For the past eight years, India has embarked on a number of reforms that are bringing about structural changes in the economy. In my opinion, the Finance Minister Nirmala Sitharaman rightly focussed on the following factors that align with the larger vision of the government. The focus areas are: (i) boosting economic growth, (ii) employment generation, (iii) encouraging savings and investments, and (iv) fiscal consolidation.

The government needs to be commended for keeping the fiscal deficit under control. India’s fiscal deficit was in line with the Budget Estimates of 6.4% of the gross domestic product (GDP). Buoyant direct and GST (goods and services tax) collections were one of the reasons for successfully keeping the fiscal deficit under check. Gross tax collections in FY23 have outperformed the Budget Estimates target by more than 10%. According to the latest Economic Survey, the fiscal glide path envisioned by the government is a result of careful fiscal management supported by buoyant revenue collection over the past two years.

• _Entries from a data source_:
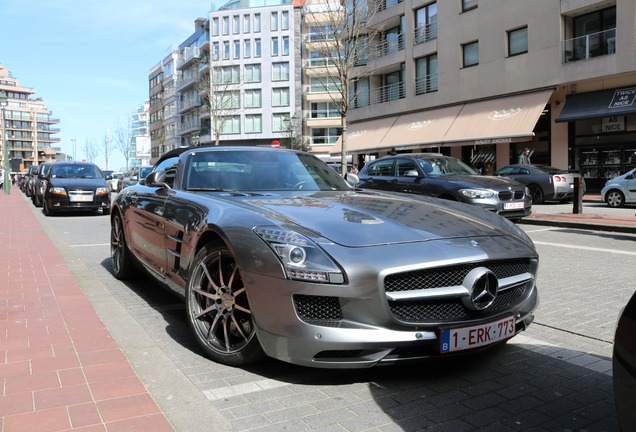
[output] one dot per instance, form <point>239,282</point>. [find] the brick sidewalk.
<point>60,368</point>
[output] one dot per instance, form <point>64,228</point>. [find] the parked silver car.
<point>620,190</point>
<point>276,254</point>
<point>545,183</point>
<point>445,177</point>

• _THE TASK_:
Transcribe the budget commentary between "For the past" and "(iv) fiscal consolidation.", inclusive. This data was drawn from a separate source.

• _ANSWER TO THE PROBLEM_:
For the past eight years, India has embarked on a number of reforms that are bringing about structural changes in the economy. In my opinion, the Finance Minister Nirmala Sitharaman rightly focussed on the following factors that align with the larger vision of the government. The focus areas are: (i) boosting economic growth, (ii) employment generation, (iii) encouraging savings and investments, and (iv) fiscal consolidation.